SHORT TASK 1 ▸
In the entries, take the lines starting with the one containing "of the long" and going through the end of the entries, and write them out again with "planogram checker" switched to "shelf auditor" and nothing else changed. Give only those lines.
SHORT TASK 2 ▸
Continue the text about the score evaluator and security alerts from where it stops.

TEXT TO READ ▸
Score evaluator 804 is configured to evaluate filtered set of anomaly scores 810 and filtered sets of explainability scores 812 to determine if a security alert should be generated. If score evaluator 804 determines a security alert should be generated, it generates an indication signal 814. Score evaluator 804 may be configured to determine if a security alert should be generated in various ways. For example, score evaluator 804 in accordance with an embodiment may compare anomaly scores 810 against different thresholds or the same threshold. In this context, if one or more anomaly scores are over a respective threshold, score evaluator 804 generates indication signal 814. In accordance with another embodiment, each anomaly score of anomaly scores 810 may contribute to the overall determination for score evaluator 804 to generate indication signal 814. In this context, weights may be assigned to each anomaly score (e.g., a first weight to the application-level anomaly score, a second weight to the resource-level anomaly score, a third weight to a subscription-level anomaly score, and a fourth weight to the tenant-level anomaly score) of anomaly scores 810. Weights may be assigned to anomaly scores automatically (e.g., by score evaluator 804 (e.g., by a ML model training process) or another component of security alert generator 308), manually (e.g., by a developer associated with security alert generator 308), or by a combination of automatic and manual techniques.

EXERCISE INPUTS ▸
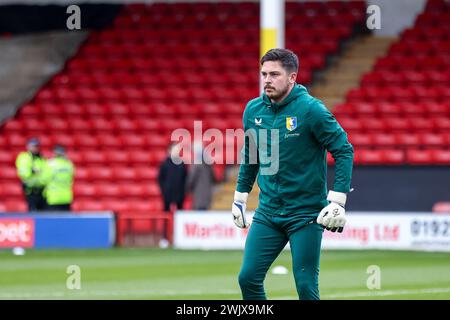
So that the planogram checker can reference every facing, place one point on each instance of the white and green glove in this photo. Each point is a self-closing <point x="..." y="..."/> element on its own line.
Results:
<point x="238" y="209"/>
<point x="332" y="217"/>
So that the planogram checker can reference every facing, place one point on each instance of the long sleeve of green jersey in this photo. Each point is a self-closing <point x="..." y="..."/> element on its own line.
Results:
<point x="248" y="170"/>
<point x="330" y="134"/>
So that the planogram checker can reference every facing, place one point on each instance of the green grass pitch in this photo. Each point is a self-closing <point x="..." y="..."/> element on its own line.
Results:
<point x="207" y="275"/>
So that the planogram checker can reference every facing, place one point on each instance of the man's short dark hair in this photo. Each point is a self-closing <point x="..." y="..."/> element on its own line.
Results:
<point x="288" y="59"/>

RESPONSE 1 ▸
So that the shelf auditor can reference every facing, place one point on each instance of the long sleeve of green jersey in this photo. Each point is a self-closing <point x="..." y="..."/> element on its own line.
Results:
<point x="248" y="170"/>
<point x="330" y="134"/>
So that the shelf auditor can reference every facing, place one point on each instance of the green grass pitch in this photo. Each point is a self-closing <point x="..." y="..."/> element on its own line.
Results:
<point x="207" y="275"/>
So that the shelf auditor can reference every facing, place one point on each instance of the man's short dark hair in this photo. Each point is a self-closing <point x="..." y="..."/> element on its own line.
Results:
<point x="288" y="59"/>

RESPONSE 2 ▸
Alert generator 806 is configured to generate security alert 320 in response to indication signal 814. In embodiments, security alert 320 may include information associated with filtered set of anomaly scores 810, filtered sets of explainability scores 812, control plane operation information 808, list of impactful operations 816, and/or any other information associated with the control plane operation executed by the cloud application, as described elsewhere herein.


In embodiments, security alert generator 308 may generate security alert 320 based on one record of a control plane operation executed by a cloud application or a plurality of records of control plane operations executed by one or more cloud applications. For example, operation analyzer 802 may determine a plurality of control plane operations across multiple records are included in list of impactful operations 816. In this example, score evaluator 804 is configured to evaluate the anomaly scores and/or explainability scores of the plurality of control plane operations. For example, score evaluator 804 may aggregate control plane operations based on a service ID, an affected resource group, an operation type, and/or any other feature or indicator, as described elsewhere herein, in order to determine that security alert 320 should be generated. If score evaluator 804 determines that security alert 320 should be generated, alert generator 806 generates security alert 320. Security alert 320 may include information associated with each of the control plane operations, respective anomaly scores, respective explainability scores, and/or any other information associated with the aggregated control plane operations. For example, security alert 320 may include a rank of each control plane operation in terms of how impactful the operation is.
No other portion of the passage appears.